▶ **WHAT YOU SHOULD DO**: If a line in the records below contains the word "dark", copy it.

BEGIN INPUT RECORDS

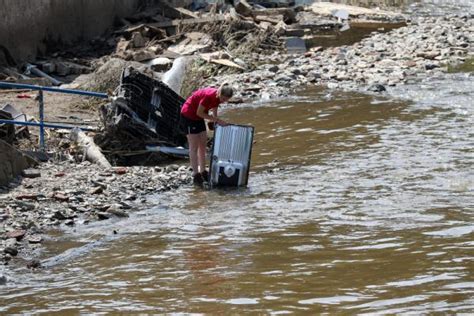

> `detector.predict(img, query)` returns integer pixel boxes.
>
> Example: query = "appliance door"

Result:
[209,124,254,188]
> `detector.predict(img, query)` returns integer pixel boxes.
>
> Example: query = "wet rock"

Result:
[124,194,137,201]
[107,205,129,218]
[97,212,110,220]
[26,259,41,269]
[65,219,75,226]
[52,211,67,221]
[4,247,18,256]
[0,275,6,285]
[368,84,386,93]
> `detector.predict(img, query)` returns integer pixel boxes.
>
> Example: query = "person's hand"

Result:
[216,119,228,126]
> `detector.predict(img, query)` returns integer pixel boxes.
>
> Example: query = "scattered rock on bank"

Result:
[0,160,192,266]
[205,15,472,99]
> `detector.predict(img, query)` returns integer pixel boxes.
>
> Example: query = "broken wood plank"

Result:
[255,15,284,25]
[199,55,245,70]
[310,2,399,17]
[252,8,297,23]
[148,15,227,29]
[174,7,199,19]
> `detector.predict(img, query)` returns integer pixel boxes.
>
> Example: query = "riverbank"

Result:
[0,160,191,266]
[0,5,472,269]
[206,14,473,100]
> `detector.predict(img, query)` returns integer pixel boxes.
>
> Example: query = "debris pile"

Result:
[96,67,187,164]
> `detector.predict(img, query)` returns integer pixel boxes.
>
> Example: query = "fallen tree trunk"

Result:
[70,128,112,169]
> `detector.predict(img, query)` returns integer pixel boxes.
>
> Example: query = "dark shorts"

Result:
[181,115,206,135]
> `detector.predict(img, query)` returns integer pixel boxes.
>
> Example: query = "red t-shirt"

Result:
[181,87,220,120]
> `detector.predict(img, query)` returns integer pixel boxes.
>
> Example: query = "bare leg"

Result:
[187,133,200,176]
[197,131,208,173]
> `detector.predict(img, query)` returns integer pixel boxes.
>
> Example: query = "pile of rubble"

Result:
[96,67,187,164]
[0,1,405,90]
[0,1,413,169]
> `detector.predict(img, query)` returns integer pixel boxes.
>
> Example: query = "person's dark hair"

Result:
[218,83,233,99]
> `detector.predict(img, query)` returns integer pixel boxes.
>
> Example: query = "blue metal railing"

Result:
[0,82,108,98]
[0,81,108,150]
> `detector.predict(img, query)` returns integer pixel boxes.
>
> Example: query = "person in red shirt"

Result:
[180,83,233,185]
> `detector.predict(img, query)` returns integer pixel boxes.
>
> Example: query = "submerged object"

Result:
[209,124,254,188]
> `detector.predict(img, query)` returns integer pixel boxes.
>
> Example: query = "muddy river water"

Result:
[2,72,472,314]
[1,2,474,315]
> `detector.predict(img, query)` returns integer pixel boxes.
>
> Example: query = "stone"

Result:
[0,275,6,285]
[90,187,103,195]
[26,259,41,269]
[53,193,69,202]
[27,235,42,244]
[97,212,110,220]
[425,64,440,70]
[22,169,41,179]
[417,51,440,60]
[4,247,18,256]
[107,206,129,218]
[16,193,39,201]
[52,211,67,221]
[65,219,75,226]
[368,84,386,93]
[268,65,279,73]
[6,230,26,241]
[15,201,35,212]
[113,167,128,175]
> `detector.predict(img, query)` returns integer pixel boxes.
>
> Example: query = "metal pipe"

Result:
[25,64,63,86]
[38,89,45,151]
[0,82,108,99]
[0,119,95,131]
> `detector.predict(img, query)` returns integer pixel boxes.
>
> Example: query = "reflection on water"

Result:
[1,70,472,313]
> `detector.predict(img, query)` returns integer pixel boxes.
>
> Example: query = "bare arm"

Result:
[197,105,227,125]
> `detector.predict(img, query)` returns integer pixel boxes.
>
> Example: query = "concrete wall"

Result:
[0,0,144,63]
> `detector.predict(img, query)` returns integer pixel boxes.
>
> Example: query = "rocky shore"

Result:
[207,14,473,100]
[0,160,191,266]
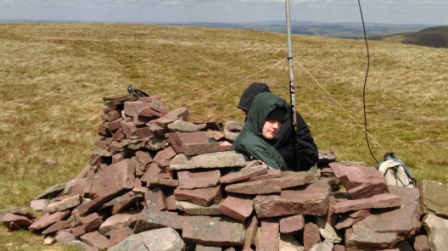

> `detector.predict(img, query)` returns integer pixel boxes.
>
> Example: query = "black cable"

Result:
[357,0,379,164]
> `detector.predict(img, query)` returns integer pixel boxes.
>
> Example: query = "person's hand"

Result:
[219,141,232,146]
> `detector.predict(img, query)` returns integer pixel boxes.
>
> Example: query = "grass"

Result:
[374,25,448,48]
[0,23,447,250]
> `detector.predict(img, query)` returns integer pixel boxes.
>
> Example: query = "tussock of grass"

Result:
[0,23,447,250]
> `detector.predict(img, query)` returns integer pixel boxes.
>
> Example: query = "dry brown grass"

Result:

END INPUT RECORDS

▶ **ANSWER FOR THE TASK**:
> Example: query = "dark shorts"
> Example: query = "person's dark hair"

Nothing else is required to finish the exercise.